> INFORMATION SHOWN

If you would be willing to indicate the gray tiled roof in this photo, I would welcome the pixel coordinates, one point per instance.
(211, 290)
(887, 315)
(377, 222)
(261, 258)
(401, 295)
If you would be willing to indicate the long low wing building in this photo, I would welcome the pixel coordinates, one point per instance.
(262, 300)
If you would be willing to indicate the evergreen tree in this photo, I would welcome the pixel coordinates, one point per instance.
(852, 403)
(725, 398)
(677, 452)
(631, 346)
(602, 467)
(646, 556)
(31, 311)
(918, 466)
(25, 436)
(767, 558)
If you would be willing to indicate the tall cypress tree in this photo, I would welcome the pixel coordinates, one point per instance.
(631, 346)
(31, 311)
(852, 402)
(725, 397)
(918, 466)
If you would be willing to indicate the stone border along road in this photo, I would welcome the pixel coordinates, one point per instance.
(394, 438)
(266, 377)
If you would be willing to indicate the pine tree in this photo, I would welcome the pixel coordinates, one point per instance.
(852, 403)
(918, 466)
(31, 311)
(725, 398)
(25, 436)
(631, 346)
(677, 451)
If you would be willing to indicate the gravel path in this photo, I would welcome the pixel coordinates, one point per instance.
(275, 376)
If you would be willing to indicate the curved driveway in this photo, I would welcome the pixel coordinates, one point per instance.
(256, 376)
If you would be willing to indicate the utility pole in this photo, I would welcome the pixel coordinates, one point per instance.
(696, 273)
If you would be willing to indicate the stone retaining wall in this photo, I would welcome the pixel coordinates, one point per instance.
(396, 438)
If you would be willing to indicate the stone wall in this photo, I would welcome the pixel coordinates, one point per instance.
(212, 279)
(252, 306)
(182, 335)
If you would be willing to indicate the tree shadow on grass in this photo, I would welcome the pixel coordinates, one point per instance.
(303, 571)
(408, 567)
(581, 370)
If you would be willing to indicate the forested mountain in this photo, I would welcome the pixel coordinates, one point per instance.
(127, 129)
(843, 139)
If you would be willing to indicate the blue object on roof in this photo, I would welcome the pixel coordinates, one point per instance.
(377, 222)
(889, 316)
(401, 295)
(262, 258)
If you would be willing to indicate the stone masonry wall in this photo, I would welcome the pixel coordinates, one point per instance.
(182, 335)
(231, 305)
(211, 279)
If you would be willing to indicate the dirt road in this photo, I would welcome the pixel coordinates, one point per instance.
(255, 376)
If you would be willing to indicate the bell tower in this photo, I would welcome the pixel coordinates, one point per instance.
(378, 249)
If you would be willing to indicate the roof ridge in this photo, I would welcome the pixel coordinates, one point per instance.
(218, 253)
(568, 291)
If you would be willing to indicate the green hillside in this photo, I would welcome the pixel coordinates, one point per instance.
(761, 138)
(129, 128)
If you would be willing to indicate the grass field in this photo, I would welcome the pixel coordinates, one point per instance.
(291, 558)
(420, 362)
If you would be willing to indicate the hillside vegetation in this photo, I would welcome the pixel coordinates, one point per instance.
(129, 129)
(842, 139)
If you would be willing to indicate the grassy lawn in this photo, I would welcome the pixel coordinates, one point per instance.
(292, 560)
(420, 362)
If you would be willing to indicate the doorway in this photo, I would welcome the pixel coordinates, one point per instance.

> WHAT YOU NEED TO DO
Each line of the material above must be reproduced exactly.

> RESPONSE TO THE EXERCISE
If you would be willing to indicate the gray tiled roof in this photo, I would welcome the pixel coordinates, one point per instance.
(211, 290)
(887, 315)
(377, 222)
(261, 258)
(401, 295)
If you would be willing to indicate the long low wing building in this photo, I would welcome the pixel coordinates, one point per instance.
(262, 300)
If you would be willing to indicate the evergreen tree in this photo, I would welcome the pixel coordinates, one point per instance.
(852, 403)
(725, 398)
(677, 452)
(631, 346)
(602, 467)
(646, 556)
(31, 311)
(918, 466)
(25, 436)
(767, 558)
If you would be willing to indicate the tall cypress tree in this photo, I would welcome the pixel coordinates, one point per instance.
(631, 346)
(31, 311)
(852, 402)
(725, 397)
(918, 466)
If you would be willing to indicate the stone border along road in this photo, I would welcome the pixel coordinates, one point per instance.
(394, 438)
(266, 377)
If you would be willing to indicate the pine tree in this photo, I would welcome the pixel coordinates, one point per instance.
(852, 403)
(918, 466)
(31, 311)
(725, 398)
(25, 436)
(631, 346)
(677, 451)
If you would be willing to indicate the gravel path in this photo, I would welcome the pixel coordinates, one point per instance.
(275, 376)
If you would be willing to indicate the curved driveway in this photo, I would welcome the pixel coordinates, one point per instance.
(256, 376)
If you would be willing to indicate the utility pole in this photo, I would welcome the pixel coordinates, one point per instance.
(696, 273)
If you would be willing to indicate the stone retaining wall in this photo, I would welcome the pixel coordinates, one point per instance.
(396, 438)
If you would be willing to indicate the stone wall in this photo, I would welcome the pixel coordinates, one point per instance.
(212, 279)
(252, 306)
(182, 335)
If you would be willing to indicate the tree shadow on grass in this photo, I would welcome the pixel coordinates, one point per instance.
(303, 571)
(408, 567)
(581, 370)
If you would be willing to indicate the forested mountain in this photo, I would welcome the pixel coordinates, one point per instance.
(127, 129)
(843, 139)
If you would be willing to indicate the blue object on roof in this photo, I would welcome the pixel coordinates, one point per instance.
(377, 222)
(889, 316)
(401, 295)
(262, 258)
If you would be willing to indicate the stone masonry wall in this photo, I would welcome the pixel coordinates, one point per instance.
(182, 335)
(231, 305)
(211, 279)
If you would be willing to indicate the dirt road in this photo, I would welcome the pixel coordinates, one point per instance.
(255, 376)
If you would be willing to indicate the bell tower in this photo, I would welcome the pixel coordinates, one point per instance.
(378, 249)
If you would be willing to indicate the roof ridge in this photo, I would welcome the pixel coordinates, one point per instance.
(218, 253)
(568, 291)
If you would be willing to indicate the green hillside in this photo, I would welcome the pixel coordinates, one point per instance.
(761, 138)
(129, 128)
If you would be willing to indicate the grass field in this photo, I would welcome the pixel coordinates, one point per instance.
(291, 558)
(420, 362)
If you would be willing to indicate the hillside vegetation in this photo, I would welcome the pixel coordinates, one point per instance.
(129, 129)
(842, 139)
If you would be willing to indicate the grassy lawn in this photo, I would welcome the pixel coordinates, one point per instance.
(292, 560)
(420, 362)
If you would be willing to indicate the doorway in this photo, I would welcome the pixel coordinates, one point per instance.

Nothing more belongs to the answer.